EXERCISE DESCRIPTION:
Please report every line of the material below that contains the word "loaf", copying each such line in full. Case counts, so only lines with matching capitalization qualify.

— START DATA FOR THIS EXERCISE —

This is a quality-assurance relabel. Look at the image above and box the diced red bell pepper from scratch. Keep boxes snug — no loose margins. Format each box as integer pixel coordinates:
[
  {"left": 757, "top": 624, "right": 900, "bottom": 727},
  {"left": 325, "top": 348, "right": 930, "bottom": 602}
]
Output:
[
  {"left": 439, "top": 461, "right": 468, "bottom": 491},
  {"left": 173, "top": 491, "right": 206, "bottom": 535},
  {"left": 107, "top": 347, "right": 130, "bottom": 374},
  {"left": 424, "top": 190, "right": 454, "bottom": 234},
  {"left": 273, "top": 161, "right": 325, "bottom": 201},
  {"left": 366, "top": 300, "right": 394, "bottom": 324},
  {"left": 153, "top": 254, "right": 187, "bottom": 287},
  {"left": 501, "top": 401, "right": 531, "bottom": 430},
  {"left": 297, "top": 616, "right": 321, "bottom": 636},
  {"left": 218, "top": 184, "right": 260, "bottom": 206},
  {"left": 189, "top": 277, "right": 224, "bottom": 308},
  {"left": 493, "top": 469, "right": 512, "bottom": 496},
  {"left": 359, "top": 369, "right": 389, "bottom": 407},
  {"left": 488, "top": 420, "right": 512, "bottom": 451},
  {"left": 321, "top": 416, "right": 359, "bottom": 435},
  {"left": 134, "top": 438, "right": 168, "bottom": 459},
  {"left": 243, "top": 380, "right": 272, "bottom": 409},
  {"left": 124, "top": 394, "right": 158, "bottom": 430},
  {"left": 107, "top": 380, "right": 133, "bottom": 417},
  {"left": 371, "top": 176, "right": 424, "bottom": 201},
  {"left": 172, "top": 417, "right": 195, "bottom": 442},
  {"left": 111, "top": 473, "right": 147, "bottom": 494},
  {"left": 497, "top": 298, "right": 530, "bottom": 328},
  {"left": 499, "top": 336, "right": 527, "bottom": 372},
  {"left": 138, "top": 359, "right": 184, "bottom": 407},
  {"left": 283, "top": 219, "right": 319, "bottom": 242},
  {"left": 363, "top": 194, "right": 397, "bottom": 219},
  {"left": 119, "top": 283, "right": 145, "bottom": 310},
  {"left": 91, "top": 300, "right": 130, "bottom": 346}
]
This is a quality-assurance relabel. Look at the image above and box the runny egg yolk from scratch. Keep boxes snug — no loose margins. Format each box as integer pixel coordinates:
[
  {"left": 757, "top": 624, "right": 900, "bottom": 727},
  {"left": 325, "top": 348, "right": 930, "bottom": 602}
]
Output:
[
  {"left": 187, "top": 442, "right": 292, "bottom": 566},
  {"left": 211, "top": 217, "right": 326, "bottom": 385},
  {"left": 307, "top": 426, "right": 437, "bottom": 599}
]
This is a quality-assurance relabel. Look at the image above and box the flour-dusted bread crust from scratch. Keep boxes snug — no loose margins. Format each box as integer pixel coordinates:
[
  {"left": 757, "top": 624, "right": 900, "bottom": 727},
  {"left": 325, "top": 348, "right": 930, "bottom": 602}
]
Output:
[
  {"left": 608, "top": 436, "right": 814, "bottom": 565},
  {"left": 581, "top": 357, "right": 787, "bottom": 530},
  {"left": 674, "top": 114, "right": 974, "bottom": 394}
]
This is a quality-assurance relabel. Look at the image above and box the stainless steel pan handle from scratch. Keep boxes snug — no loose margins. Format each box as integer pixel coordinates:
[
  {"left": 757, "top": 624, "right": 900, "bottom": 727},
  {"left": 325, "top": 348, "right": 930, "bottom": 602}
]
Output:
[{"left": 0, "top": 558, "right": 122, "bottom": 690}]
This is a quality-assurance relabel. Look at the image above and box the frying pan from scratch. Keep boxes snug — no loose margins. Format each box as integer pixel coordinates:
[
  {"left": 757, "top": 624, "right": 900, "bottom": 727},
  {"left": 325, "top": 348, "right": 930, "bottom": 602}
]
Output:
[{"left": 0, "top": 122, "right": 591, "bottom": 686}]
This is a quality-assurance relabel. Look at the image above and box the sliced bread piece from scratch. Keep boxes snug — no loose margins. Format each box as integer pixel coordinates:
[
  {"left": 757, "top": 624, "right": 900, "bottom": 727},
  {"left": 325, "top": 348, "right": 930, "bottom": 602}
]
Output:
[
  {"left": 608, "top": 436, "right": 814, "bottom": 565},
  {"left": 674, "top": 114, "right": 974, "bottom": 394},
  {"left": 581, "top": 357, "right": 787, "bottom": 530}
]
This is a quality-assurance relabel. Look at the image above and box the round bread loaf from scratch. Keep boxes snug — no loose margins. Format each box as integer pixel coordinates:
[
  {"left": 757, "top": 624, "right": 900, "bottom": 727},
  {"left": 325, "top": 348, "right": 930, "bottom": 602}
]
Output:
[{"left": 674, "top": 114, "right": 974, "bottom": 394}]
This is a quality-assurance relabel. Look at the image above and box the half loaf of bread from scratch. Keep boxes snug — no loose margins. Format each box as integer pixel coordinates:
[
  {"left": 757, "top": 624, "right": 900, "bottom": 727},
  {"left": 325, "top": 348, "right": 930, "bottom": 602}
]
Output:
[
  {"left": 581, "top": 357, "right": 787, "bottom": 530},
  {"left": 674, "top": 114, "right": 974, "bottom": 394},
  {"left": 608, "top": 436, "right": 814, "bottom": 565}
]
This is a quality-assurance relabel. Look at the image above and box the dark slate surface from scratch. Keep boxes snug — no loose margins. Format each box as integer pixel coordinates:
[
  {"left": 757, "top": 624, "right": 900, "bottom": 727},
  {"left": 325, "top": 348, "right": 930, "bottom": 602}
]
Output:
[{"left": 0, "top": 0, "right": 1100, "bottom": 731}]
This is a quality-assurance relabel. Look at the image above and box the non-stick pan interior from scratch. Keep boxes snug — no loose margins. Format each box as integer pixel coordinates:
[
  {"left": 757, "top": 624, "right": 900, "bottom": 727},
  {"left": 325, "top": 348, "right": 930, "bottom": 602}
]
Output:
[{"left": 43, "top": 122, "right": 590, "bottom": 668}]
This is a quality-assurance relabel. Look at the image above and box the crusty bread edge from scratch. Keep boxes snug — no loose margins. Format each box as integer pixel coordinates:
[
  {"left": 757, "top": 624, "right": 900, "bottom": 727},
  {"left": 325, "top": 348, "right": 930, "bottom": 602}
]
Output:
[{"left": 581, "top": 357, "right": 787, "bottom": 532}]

— END DATA FOR THIS EXERCISE —

EXPECTED ANSWER:
This is a quality-assurance relabel. Look at the image above and box the round bread loaf from scratch. Keep boxes snug — no loose margins. Format each box as integer pixel coordinates:
This is a quality-assurance relabel. Look at the image above and box the half loaf of bread from scratch. Keep boxes snug — no loose margins. Format each box as integer pixel coordinates:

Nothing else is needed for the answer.